■ **Goal**: Set out the records below as a numbered list, leaving out any blank lines.
((
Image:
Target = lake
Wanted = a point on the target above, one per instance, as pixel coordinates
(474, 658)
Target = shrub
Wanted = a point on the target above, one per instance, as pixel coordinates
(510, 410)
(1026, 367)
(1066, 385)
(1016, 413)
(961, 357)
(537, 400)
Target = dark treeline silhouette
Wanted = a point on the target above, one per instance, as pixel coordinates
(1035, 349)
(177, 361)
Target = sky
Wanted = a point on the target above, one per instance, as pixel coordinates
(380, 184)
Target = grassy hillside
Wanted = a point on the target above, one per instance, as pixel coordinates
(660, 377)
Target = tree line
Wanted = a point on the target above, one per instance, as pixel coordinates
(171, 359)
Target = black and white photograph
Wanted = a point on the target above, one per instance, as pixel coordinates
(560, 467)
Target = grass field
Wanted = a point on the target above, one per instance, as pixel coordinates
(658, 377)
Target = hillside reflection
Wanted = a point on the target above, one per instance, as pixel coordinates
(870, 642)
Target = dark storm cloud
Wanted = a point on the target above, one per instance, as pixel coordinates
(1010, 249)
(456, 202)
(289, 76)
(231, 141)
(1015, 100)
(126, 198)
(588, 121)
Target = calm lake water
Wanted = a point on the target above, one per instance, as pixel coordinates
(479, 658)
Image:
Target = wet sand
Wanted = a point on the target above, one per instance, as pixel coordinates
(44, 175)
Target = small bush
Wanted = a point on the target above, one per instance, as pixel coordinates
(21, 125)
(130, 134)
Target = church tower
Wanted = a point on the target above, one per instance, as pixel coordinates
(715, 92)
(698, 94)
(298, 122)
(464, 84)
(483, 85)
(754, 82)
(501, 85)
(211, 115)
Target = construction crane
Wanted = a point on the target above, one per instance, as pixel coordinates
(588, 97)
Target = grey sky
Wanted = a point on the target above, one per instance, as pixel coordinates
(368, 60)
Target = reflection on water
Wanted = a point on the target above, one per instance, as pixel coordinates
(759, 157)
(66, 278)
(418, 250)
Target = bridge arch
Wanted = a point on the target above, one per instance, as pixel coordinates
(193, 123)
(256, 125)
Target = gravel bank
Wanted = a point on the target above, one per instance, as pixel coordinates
))
■ **Task solution**:
1. Image:
2. Target = lake
3. Wanted = a point on the target above, one per instance, as pixel coordinates
4. (474, 658)
5. Target = shrub
6. Wanted = a point on the target above, one per instance, as pixel coordinates
7. (510, 410)
8. (1026, 367)
9. (1066, 385)
10. (1016, 413)
11. (961, 357)
12. (537, 400)
13. Target = dark treeline silhouette
14. Wanted = a point on the target above, one per instance, as pixel coordinates
15. (1035, 349)
16. (177, 361)
17. Target = sky
18. Wanted = a point on the target above, one per instance, as pixel coordinates
19. (380, 184)
20. Target = grassy hillside
21. Wanted = a point on the target above, one per instance, as pixel coordinates
22. (660, 377)
23. Target = tree line
24. Wanted = a point on the target above, one per instance, as pixel coordinates
25. (171, 359)
26. Target = black and white photograph
27. Wanted = a point on the target above, one per instance, as pixel coordinates
28. (560, 467)
29. Target = grass field
30. Wanted = a point on the target above, one per instance, as pixel coordinates
31. (658, 377)
32. Target = hillside reflection
33. Wanted = a point on the target above, one per instance, as pixel coordinates
34. (870, 642)
35. Target = dark storm cloud
36. Wanted = a point on the target above, one per instance, as pixel coordinates
37. (1010, 249)
38. (456, 202)
39. (289, 76)
40. (231, 141)
41. (1015, 100)
42. (126, 198)
43. (588, 121)
44. Target = calm lake water
45. Wanted = a point on the target above, one per instance, as pixel coordinates
46. (479, 658)
47. Image:
48. Target = wet sand
49. Wanted = a point on the target above, one per instance, as pixel coordinates
50. (44, 175)
51. Target = small bush
52. Wanted = a point on the target above, one per instance, as pixel coordinates
53. (21, 125)
54. (130, 134)
55. Target = church tower
56. Wanted = a point on the target above, one per instance, as pixel coordinates
57. (715, 92)
58. (698, 94)
59. (298, 122)
60. (464, 84)
61. (483, 85)
62. (754, 82)
63. (501, 85)
64. (211, 115)
65. Target = construction crane
66. Wanted = a point on the target above, one per instance, as pixel coordinates
67. (588, 97)
68. Target = grey sky
69. Wanted = a point on the target above, one per instance, as pixel coordinates
70. (368, 60)
71. Target = reflection on water
72. Wanted = a point on the target above, one per instance, as pixel coordinates
73. (759, 157)
74. (66, 278)
75. (418, 250)
76. Target = bridge arch
77. Wanted = a point on the target above, one per instance, as pixel coordinates
78. (193, 123)
79. (256, 125)
80. Target = gravel bank
81. Wanted = a point on the target above, one per instance, as pixel coordinates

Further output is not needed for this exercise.